PROVIDED MATERIAL:
________________________

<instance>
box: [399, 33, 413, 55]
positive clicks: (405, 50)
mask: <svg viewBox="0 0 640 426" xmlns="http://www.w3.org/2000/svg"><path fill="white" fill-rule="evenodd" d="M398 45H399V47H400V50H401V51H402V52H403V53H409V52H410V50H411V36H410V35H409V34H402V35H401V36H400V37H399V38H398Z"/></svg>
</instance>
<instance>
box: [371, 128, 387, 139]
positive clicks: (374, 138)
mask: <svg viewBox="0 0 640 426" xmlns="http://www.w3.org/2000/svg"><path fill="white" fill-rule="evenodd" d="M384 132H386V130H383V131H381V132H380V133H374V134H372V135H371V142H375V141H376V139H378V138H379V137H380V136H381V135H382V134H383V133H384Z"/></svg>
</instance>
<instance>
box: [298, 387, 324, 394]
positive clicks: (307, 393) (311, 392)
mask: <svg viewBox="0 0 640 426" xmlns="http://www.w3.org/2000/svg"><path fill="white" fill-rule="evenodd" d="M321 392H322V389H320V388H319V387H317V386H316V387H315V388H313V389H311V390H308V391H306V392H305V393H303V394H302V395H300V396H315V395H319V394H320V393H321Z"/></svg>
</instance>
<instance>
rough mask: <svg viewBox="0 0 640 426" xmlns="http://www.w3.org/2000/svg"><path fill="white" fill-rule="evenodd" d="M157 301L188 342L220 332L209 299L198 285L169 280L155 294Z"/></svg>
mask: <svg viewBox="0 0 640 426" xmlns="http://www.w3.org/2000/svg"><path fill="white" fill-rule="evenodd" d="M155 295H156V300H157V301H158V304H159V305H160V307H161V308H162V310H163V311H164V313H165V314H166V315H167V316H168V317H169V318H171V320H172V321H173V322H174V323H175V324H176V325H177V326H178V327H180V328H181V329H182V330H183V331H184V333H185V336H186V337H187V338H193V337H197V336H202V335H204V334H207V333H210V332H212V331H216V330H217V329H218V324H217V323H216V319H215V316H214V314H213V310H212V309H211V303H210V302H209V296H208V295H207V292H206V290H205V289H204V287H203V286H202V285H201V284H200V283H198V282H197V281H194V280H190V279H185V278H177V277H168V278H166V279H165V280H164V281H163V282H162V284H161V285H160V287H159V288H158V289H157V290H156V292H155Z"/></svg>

________________________

WHAT YOU NEED TO DO: Copy down the material above exactly as it is.

FINISHED TASK:
<instance>
box: [399, 33, 413, 55]
positive clicks: (405, 50)
mask: <svg viewBox="0 0 640 426" xmlns="http://www.w3.org/2000/svg"><path fill="white" fill-rule="evenodd" d="M398 45H399V47H400V50H401V51H402V52H403V53H409V52H410V50H411V36H410V35H409V34H402V35H401V36H400V37H399V38H398Z"/></svg>
</instance>
<instance>
box: [371, 128, 387, 139]
positive clicks: (374, 138)
mask: <svg viewBox="0 0 640 426" xmlns="http://www.w3.org/2000/svg"><path fill="white" fill-rule="evenodd" d="M384 132H386V130H383V131H381V132H380V133H374V134H372V135H371V142H375V141H376V139H378V138H379V137H380V136H381V135H382V134H383V133H384Z"/></svg>
</instance>
<instance>
box: [298, 387, 324, 394]
positive clicks: (307, 393) (311, 392)
mask: <svg viewBox="0 0 640 426" xmlns="http://www.w3.org/2000/svg"><path fill="white" fill-rule="evenodd" d="M321 392H322V389H320V388H319V387H317V386H316V387H315V388H313V389H311V390H308V391H306V392H305V393H303V394H302V395H300V396H315V395H319V394H320V393H321Z"/></svg>
</instance>
<instance>
rough mask: <svg viewBox="0 0 640 426" xmlns="http://www.w3.org/2000/svg"><path fill="white" fill-rule="evenodd" d="M157 301L188 342L220 332L209 299L198 285L169 280L155 294Z"/></svg>
mask: <svg viewBox="0 0 640 426" xmlns="http://www.w3.org/2000/svg"><path fill="white" fill-rule="evenodd" d="M155 295H156V300H157V301H158V304H159V305H160V307H161V308H162V310H163V311H164V313H165V314H166V315H167V316H168V317H169V318H171V320H172V321H173V322H174V323H175V324H176V325H177V326H178V327H180V328H181V329H182V330H183V331H184V333H185V336H186V337H187V338H193V337H197V336H202V335H204V334H207V333H210V332H212V331H216V330H217V329H218V324H217V323H216V319H215V316H214V314H213V310H212V309H211V303H210V302H209V296H208V295H207V292H206V290H205V289H204V287H203V286H202V285H201V284H200V283H198V282H197V281H194V280H190V279H185V278H177V277H168V278H166V279H165V280H164V281H163V282H162V284H161V285H160V287H159V288H158V289H157V290H156V292H155Z"/></svg>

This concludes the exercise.